» Text block:
---------------
My friend's daughter committed suicide over 20 years ago. For years, Joan tried to grasp the meaning of her daughter's final action, feeling the sting of guilt, while always wondering what she could have done differently. Joan says she barely lived through "tormented years" of sorrow. She said she started going to a support group that she never wanted to join, talked to strangers she never wanted to meet who somehow helped more than family, and eventually made the "long walk" back to a "new normal" and mended a broken heart. Healing takes time.

Humanity survives all types of tragedy because of our propensity to see the light. We keep holding on to hope, see the blue peeking through a gray sky, help one another and live our lives with the belief in a better tomorrow. It is that "human factor" that keeps us going, allows us to laugh, find joy in simple pleasures and keep the gloom of negativity in perspective. We don't save everyone, but we try. We want to help, yet sometimes do not know how. We believe in goodness and sometimes miss the threats around us. But we carry on.

I watch the animals around me, a testimony to the sorrow and joys of life. They go through the fear of separation, the pain of illness, the thrill of love, the heartbreak of loss, in much the same way we humans do. They are not so different from us, but they do not have the capacity to take their despair or torment to a final self-destructive act. So the cow who lost her baby calf at birth may cry out for weeks. The horse who feels the loss of his stall-mate and companion, may kick the barn, stop eating and pace the pasture. A raven whose lifelong partner died from a rancher's trap may sit atop the Cottonwoods cawing for his mate for months. And the tiniest oriole, with a torn wing, may tweet for days when left behind as the flock heads back to Costa Rica. Life and all its ups and downs are played out before our eyes in full display every single day in our own backyards.
---------------
» Material:

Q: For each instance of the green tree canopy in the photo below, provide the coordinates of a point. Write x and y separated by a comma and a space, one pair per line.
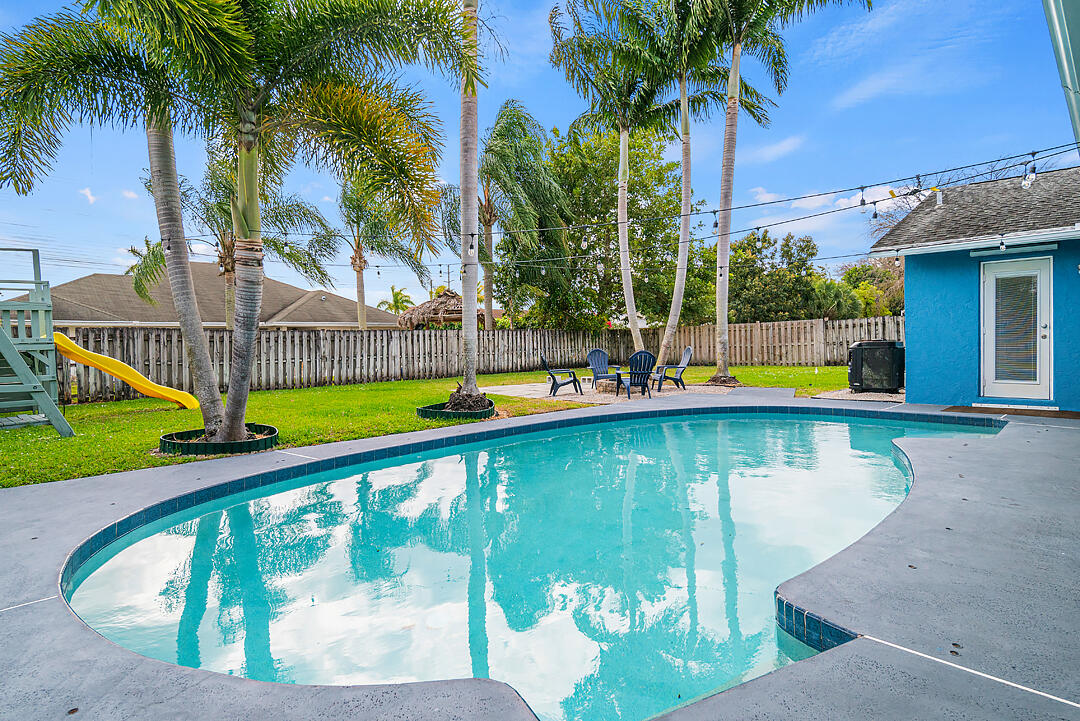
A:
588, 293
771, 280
---------------
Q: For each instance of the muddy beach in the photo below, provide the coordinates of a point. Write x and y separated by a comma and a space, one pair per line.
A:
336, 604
---------------
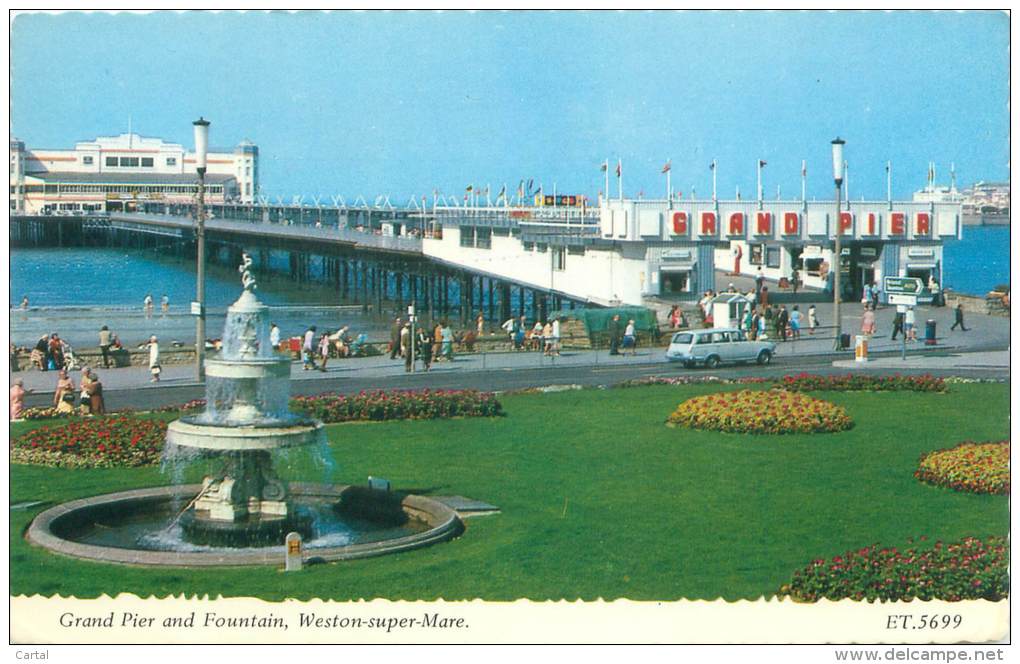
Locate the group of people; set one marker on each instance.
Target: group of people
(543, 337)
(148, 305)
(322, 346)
---------------
» Given exercise A:
Answer these questions from the passage on grief:
(i) How long ago did the friend's daughter die?
(ii) What three things might the horse do after losing his stall-mate?
(iii) Where does the flock head back to?
» Given exercise B: List every animal the passage on grief describes as responding to a loss or being left behind.
» Given exercise C: Reproduce the passage on grief word for word, everything from "My friend's daughter" down to "Healing takes time.".
The records have no connection to the passage on grief.

» Correct answer A:
(i) Over 20 years ago.
(ii) Kick the barn, stop eating and pace the pasture.
(iii) Costa Rica.

» Correct answer B:
- The cow
- The horse
- The raven
- The oriole

» Correct answer C:
My friend's daughter committed suicide over 20 years ago. For years, Joan tried to grasp the meaning of her daughter's final action, feeling the sting of guilt, while always wondering what she could have done differently. Joan says she barely lived through "tormented years" of sorrow. She said she started going to a support group that she never wanted to join, talked to strangers she never wanted to meet who somehow helped more than family, and eventually made the "long walk" back to a "new normal" and mended a broken heart. Healing takes time.